▶ **Text shown**
Oregon Declares State Of Emergency Over Fentanyl Crisis

Oregon officials on January 30 declared a coordinated “Fentanyl Emergency” for downtown Portland, the Associated Press reported.

The emergency, declared by Governor Tina Kotek, Multnomah County Chair Jessica Vega Pederson, and Portland Mayor Ted Wheeler, will run for 90 days during which response and collaboration will be coordinated from a command center in downtown Portland.

The officials directed their respective government agencies to coordinate with first responders to connect addicts with resources like drug treatment programs and help crack down on the sale of synthetic opioids.

In a January 30 statement, Governor Kotek said that Oregon and the United States had “never seen a drug” as deadly and addictive as fentanyl. She said that she, along with Mayor Wheeler and County Chair Pederson “recognize the need to act with urgency and unity” to “make a dent in this crisis.”

The Fentanyl Emergency was a recommendation made by the governor’s task force that met last year to determine ways to revitalize downtown Portland.

Fentanyl addicts who interact with Portland first responders during the 90-day emergency will be triaged by the downtown command center where staff can connect them to various resources, including appointments with behavioral clinicians, placement in drug treatment facilities, and even applying for food stamps.

The command team will be led by Portland’s Director of Community Safety Mike Myers. Deputy Policy Chief for Oregon’s Office of Resilience and Emergency Management Nathan Reynolds will serve as the state’s incident commander.

The Portland Police Bureau will partner with the Oregon State Police to jointly patrol downtown for fentanyl dealers. The Fentanyl Emergency will also include various information campaigns throughout the region on recovery and prevention programs. Additionally, Multnomah County will expand training and outreach on how to administer the overdose-reversal drug Narcan.

Governor Kotek said in her statement that the 90-day emergency would provide a “road map” for determining the next steps in combatting opioid abuse in the city.

▶ **Stored data**
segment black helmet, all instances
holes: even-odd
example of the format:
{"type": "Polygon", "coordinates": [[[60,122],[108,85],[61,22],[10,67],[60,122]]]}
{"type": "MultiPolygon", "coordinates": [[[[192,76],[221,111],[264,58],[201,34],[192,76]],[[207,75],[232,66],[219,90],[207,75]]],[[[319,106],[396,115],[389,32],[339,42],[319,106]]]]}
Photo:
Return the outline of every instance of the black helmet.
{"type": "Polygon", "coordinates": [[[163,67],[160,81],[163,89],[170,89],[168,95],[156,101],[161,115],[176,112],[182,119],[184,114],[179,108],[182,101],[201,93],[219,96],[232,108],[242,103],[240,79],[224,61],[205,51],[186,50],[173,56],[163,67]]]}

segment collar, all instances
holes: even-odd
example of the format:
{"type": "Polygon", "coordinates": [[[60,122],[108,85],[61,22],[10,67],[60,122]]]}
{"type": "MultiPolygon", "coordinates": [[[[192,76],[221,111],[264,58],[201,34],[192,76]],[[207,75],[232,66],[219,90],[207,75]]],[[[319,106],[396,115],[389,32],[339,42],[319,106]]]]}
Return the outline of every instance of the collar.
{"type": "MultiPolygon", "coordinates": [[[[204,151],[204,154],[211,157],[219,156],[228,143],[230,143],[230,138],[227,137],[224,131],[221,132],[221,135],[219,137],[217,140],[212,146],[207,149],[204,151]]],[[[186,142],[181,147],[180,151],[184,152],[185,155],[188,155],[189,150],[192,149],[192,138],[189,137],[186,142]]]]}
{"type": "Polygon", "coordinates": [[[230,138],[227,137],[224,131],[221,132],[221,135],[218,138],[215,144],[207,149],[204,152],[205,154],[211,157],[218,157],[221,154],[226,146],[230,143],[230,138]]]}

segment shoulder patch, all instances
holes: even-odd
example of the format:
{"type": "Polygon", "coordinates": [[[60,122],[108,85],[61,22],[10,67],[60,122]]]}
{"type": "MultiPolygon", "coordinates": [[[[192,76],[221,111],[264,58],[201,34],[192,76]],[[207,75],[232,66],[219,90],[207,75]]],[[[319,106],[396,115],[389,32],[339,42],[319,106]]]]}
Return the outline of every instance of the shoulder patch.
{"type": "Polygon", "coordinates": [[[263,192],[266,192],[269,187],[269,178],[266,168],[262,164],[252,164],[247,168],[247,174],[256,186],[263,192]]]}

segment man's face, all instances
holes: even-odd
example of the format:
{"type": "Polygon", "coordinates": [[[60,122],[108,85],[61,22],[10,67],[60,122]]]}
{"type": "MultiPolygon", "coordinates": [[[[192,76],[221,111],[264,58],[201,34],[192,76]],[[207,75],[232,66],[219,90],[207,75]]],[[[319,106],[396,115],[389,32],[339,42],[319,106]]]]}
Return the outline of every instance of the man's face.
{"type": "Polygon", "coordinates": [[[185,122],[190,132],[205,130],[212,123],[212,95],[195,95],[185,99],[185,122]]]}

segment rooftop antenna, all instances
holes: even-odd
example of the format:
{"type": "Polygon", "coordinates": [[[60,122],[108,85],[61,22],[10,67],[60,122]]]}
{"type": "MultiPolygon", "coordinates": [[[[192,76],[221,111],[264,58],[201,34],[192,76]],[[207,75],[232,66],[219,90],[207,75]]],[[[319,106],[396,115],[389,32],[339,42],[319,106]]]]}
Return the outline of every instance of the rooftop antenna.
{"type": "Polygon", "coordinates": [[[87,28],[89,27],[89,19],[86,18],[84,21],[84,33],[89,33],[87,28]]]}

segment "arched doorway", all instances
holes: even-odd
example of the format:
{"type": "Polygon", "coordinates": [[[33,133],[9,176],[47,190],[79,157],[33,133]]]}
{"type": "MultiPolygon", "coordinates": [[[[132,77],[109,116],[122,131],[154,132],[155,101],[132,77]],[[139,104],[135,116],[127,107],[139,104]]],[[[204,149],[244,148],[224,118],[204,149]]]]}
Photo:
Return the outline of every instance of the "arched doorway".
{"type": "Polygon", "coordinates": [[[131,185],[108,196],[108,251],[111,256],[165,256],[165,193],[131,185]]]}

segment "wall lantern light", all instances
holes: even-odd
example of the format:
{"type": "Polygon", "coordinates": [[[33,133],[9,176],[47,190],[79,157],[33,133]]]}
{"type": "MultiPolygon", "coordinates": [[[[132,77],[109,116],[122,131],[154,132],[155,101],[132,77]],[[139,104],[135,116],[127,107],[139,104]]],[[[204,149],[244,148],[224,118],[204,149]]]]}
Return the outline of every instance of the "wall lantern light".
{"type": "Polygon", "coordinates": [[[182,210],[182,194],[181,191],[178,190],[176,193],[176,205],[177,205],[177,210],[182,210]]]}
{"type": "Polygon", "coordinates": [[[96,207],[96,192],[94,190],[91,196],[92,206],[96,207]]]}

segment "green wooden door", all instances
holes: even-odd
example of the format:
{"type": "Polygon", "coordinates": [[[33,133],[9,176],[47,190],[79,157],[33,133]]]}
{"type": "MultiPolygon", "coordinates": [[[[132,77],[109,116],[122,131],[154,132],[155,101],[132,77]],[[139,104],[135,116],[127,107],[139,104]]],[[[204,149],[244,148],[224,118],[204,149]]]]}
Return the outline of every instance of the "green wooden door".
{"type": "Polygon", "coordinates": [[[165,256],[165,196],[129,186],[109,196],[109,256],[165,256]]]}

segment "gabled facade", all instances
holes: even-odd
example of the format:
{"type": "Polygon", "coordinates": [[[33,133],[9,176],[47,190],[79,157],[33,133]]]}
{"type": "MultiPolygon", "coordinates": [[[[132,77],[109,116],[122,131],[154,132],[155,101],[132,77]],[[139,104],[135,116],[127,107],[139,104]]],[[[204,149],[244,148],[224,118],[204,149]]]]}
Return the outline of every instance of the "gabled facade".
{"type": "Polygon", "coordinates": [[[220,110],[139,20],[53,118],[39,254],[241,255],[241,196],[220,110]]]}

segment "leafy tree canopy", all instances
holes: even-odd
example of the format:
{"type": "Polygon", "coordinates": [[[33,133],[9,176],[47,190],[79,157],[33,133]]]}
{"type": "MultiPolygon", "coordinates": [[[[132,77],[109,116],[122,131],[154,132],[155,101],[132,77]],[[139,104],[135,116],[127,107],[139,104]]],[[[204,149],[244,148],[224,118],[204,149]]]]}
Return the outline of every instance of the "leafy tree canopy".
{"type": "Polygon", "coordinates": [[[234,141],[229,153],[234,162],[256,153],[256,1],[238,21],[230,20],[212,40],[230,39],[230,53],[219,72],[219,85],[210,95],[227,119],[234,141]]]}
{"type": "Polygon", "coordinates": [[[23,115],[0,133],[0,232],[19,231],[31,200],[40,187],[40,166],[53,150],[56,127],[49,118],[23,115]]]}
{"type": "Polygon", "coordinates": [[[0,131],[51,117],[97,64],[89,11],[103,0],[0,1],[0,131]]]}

▶ **Task goal**
Please answer these questions from the article on Oregon's fentanyl emergency:
1. How many days will the emergency run?
2. Who will lead the command team?
3. Which agency will jointly patrol downtown with the Portland Police Bureau?

▶ **Task result**
1. 90 days
2. Portland's Director of Community Safety Mike Myers
3. The Oregon State Police